*Work to be completed*
Restate word for word the lines of the listing below, from its first line through the line with "Isolate each yellow tower crane.", without the pictures.
--
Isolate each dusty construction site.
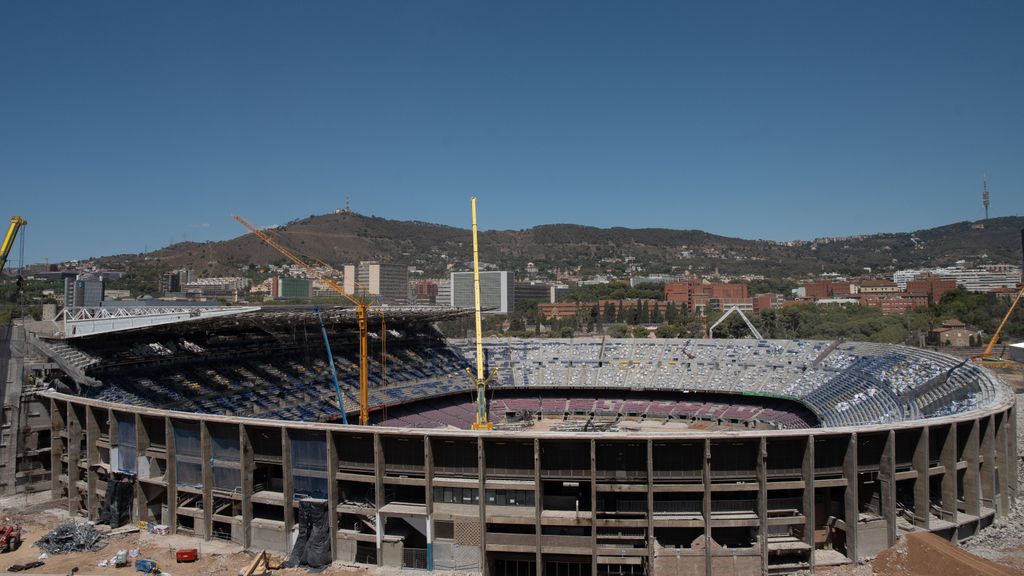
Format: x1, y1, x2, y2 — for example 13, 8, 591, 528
0, 309, 1021, 575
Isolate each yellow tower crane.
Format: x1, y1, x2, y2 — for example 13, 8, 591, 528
972, 283, 1024, 370
467, 197, 496, 430
234, 215, 376, 425
1, 216, 27, 275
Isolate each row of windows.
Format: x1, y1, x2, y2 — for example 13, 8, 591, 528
433, 488, 535, 507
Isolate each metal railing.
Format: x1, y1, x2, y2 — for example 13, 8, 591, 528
653, 500, 702, 514
599, 500, 648, 513
485, 466, 533, 478
434, 465, 478, 477
710, 499, 756, 513
402, 547, 428, 569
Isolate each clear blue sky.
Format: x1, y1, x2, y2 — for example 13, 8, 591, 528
2, 1, 1022, 265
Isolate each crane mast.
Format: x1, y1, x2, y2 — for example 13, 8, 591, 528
974, 284, 1024, 365
468, 197, 495, 430
0, 216, 27, 274
234, 215, 372, 425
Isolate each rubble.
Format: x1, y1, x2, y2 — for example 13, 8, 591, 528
962, 391, 1024, 561
874, 531, 1017, 576
34, 522, 106, 555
--
*Solution for this task*
Isolate each dusty construction site.
Format: x1, y1, x2, y2 — for example 13, 8, 591, 528
0, 309, 1021, 575
Isolate each yellow tower crane.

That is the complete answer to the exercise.